[Dataset entries]
════════
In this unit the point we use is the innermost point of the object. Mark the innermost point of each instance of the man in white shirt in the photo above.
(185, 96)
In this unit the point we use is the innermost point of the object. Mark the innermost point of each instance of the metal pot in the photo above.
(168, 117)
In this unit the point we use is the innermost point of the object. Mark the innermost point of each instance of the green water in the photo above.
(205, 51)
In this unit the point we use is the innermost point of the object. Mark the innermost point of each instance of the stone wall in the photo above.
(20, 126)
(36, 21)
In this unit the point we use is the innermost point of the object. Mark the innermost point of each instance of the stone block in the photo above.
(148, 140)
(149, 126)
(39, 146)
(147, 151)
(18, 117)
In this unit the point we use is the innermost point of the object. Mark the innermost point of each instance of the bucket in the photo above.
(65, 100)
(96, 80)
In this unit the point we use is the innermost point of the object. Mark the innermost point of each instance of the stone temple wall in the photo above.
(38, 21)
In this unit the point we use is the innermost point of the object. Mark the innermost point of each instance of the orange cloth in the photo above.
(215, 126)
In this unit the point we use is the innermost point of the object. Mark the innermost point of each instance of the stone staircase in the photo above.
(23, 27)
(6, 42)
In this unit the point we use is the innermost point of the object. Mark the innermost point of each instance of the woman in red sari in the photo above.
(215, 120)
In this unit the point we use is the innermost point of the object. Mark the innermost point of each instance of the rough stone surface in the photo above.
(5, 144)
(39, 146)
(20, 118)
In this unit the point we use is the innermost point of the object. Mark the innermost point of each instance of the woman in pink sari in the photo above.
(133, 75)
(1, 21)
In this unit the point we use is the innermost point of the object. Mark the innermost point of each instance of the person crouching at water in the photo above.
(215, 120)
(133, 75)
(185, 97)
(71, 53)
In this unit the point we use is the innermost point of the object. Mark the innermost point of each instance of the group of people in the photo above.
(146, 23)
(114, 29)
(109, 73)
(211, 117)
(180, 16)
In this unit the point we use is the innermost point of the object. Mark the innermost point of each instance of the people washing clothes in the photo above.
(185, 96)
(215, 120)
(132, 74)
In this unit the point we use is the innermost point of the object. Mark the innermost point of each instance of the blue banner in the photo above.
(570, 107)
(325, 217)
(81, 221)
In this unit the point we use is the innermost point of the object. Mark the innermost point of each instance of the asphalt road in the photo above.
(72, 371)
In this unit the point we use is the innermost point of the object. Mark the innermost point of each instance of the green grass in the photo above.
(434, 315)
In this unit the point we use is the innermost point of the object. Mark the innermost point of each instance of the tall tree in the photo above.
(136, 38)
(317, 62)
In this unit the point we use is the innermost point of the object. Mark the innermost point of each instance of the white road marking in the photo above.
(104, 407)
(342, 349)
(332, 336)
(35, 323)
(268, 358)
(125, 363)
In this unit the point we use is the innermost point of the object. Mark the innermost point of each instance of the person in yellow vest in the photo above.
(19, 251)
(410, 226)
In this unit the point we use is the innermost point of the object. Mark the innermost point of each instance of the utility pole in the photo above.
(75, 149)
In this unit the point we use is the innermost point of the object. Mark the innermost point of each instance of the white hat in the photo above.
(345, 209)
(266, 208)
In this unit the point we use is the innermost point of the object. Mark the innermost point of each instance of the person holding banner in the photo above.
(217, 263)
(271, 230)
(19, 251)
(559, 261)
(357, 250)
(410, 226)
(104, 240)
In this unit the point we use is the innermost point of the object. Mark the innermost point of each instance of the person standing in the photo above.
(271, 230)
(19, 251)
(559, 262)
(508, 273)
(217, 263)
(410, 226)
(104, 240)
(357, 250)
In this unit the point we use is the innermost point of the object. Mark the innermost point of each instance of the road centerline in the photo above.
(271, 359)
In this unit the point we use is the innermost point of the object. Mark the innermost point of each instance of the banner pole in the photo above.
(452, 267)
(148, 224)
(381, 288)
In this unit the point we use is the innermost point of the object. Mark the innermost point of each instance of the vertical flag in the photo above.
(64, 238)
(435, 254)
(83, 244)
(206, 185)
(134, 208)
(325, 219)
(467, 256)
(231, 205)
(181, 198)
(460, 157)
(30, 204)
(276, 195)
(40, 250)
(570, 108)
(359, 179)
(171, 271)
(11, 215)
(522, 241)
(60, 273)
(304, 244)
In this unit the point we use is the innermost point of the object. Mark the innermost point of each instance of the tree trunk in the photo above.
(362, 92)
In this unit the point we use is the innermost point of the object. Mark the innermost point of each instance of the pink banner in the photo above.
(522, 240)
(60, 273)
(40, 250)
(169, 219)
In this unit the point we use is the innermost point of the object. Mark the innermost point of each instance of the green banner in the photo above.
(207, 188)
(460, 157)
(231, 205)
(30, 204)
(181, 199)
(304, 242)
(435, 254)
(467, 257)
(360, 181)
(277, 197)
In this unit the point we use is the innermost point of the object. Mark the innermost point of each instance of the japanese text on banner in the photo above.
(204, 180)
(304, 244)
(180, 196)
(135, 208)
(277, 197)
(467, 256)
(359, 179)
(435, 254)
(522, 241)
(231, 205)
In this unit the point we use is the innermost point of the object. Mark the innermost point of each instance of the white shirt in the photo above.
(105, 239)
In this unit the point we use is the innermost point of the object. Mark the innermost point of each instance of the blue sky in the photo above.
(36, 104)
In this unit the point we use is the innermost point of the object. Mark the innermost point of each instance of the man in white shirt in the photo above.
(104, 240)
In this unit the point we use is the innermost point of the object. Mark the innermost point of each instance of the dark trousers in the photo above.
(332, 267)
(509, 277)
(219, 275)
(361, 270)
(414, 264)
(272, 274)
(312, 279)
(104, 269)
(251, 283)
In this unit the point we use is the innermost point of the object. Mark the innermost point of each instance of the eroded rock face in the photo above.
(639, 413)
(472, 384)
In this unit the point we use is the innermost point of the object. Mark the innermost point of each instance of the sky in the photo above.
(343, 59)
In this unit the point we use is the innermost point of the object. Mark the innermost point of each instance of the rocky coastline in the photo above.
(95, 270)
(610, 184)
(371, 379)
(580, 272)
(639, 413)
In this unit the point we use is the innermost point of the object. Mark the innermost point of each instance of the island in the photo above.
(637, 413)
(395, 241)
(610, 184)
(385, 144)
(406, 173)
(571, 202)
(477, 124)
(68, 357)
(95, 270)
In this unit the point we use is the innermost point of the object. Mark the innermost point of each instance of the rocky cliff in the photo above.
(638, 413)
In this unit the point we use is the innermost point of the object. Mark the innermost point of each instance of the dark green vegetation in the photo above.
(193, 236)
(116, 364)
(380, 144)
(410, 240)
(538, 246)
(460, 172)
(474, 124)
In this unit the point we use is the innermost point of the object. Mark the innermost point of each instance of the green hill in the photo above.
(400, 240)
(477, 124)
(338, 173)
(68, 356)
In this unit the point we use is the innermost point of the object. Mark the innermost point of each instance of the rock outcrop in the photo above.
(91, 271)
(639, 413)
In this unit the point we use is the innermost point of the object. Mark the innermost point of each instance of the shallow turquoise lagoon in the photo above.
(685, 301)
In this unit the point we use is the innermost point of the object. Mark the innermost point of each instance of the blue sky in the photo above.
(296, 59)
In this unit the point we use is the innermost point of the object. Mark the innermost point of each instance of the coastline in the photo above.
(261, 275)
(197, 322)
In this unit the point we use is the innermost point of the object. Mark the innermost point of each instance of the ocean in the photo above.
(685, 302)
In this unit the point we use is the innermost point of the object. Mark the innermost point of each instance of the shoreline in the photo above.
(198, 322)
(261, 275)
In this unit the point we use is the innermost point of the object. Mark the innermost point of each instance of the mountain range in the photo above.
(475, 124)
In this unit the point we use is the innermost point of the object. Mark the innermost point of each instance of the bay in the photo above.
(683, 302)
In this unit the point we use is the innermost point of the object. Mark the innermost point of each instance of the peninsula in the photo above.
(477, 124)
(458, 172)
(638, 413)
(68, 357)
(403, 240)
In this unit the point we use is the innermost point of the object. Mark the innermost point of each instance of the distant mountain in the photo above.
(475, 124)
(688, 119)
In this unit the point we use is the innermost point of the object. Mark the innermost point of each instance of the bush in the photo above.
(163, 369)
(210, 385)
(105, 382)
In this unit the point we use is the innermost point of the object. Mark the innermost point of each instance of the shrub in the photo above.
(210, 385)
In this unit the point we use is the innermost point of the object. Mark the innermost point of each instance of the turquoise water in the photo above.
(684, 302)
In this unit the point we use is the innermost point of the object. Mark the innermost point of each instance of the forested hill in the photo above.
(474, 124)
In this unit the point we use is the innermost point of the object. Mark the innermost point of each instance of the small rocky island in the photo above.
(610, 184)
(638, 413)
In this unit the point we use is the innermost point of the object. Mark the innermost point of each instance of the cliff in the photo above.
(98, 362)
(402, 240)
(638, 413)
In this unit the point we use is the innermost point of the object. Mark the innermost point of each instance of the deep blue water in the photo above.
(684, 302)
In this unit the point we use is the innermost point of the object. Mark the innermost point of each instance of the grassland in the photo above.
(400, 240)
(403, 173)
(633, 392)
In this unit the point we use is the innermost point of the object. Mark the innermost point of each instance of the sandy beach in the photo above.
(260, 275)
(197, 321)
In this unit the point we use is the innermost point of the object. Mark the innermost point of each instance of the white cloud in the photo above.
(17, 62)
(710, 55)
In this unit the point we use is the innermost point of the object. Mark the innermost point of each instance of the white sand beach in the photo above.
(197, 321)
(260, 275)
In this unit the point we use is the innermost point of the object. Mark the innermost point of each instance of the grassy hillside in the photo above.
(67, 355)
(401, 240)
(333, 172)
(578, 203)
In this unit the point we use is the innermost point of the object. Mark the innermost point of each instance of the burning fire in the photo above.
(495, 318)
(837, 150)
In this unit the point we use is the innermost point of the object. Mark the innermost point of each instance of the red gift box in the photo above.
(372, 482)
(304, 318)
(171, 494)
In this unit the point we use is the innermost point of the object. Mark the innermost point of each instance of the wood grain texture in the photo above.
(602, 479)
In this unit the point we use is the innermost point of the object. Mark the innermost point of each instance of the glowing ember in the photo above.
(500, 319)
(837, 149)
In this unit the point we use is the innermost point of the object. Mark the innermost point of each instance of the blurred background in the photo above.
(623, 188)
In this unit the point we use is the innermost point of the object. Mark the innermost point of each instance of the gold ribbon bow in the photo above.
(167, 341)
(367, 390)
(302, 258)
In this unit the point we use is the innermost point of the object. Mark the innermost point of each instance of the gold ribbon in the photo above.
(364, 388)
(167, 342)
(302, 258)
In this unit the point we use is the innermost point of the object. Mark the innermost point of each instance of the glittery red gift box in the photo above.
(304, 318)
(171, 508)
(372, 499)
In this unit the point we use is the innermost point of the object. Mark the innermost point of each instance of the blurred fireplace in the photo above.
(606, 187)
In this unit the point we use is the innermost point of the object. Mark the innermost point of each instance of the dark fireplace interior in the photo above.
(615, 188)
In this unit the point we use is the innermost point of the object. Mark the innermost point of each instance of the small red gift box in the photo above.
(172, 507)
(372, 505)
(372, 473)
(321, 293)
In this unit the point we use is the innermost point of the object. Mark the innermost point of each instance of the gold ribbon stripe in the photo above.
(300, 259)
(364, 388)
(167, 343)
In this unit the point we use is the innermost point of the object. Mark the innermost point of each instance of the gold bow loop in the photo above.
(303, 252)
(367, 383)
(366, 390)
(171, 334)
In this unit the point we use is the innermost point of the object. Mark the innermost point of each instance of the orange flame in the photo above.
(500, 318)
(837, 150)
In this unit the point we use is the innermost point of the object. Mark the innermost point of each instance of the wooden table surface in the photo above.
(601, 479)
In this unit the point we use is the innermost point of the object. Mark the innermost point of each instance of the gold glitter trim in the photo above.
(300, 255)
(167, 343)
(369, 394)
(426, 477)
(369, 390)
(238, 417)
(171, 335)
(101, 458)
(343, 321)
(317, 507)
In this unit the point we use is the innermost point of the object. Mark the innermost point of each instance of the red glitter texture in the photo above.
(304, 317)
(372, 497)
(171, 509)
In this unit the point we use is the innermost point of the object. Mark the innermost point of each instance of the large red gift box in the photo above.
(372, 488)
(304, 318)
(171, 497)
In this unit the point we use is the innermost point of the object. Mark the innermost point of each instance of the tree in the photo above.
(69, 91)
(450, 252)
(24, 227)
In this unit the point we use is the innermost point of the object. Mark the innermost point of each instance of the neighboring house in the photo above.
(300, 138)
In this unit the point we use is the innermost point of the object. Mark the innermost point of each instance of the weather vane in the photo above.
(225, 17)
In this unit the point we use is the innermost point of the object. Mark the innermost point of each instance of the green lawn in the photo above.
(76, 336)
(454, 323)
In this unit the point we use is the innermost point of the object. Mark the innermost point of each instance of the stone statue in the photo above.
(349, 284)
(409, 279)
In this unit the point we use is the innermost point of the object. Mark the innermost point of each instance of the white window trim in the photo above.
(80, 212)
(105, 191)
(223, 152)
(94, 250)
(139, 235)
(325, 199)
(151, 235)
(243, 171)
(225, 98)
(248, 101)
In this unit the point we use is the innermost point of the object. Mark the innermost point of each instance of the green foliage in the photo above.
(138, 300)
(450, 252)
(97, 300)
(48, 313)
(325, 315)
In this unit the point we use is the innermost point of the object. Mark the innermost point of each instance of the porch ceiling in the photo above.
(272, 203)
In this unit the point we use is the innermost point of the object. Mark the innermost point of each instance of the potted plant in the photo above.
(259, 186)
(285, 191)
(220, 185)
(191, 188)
════════
From the line holding "window trim in the photo above." to the last line of the data above, copy every line exactly and include nothing more.

Answer below:
In this unit the point we use is the innermost point of the object. Mark the innermost point of each instance of the white window trim in the photo above.
(80, 212)
(105, 191)
(223, 152)
(94, 250)
(139, 235)
(325, 199)
(151, 235)
(243, 171)
(225, 98)
(248, 101)
In this unit the point we use is the innermost point of the object. Mark the innermost point of each instance of the green foliage in the photo above.
(138, 300)
(450, 252)
(97, 300)
(48, 313)
(325, 315)
In this unit the point we use is the innermost point of the object. Mark the innermost point of each instance of the porch ceiling in the photo above.
(272, 203)
In this unit the point we use is the innermost point of the object. Mark the innermost point of each instance of the potted plant in the photo above.
(259, 186)
(285, 191)
(220, 185)
(191, 188)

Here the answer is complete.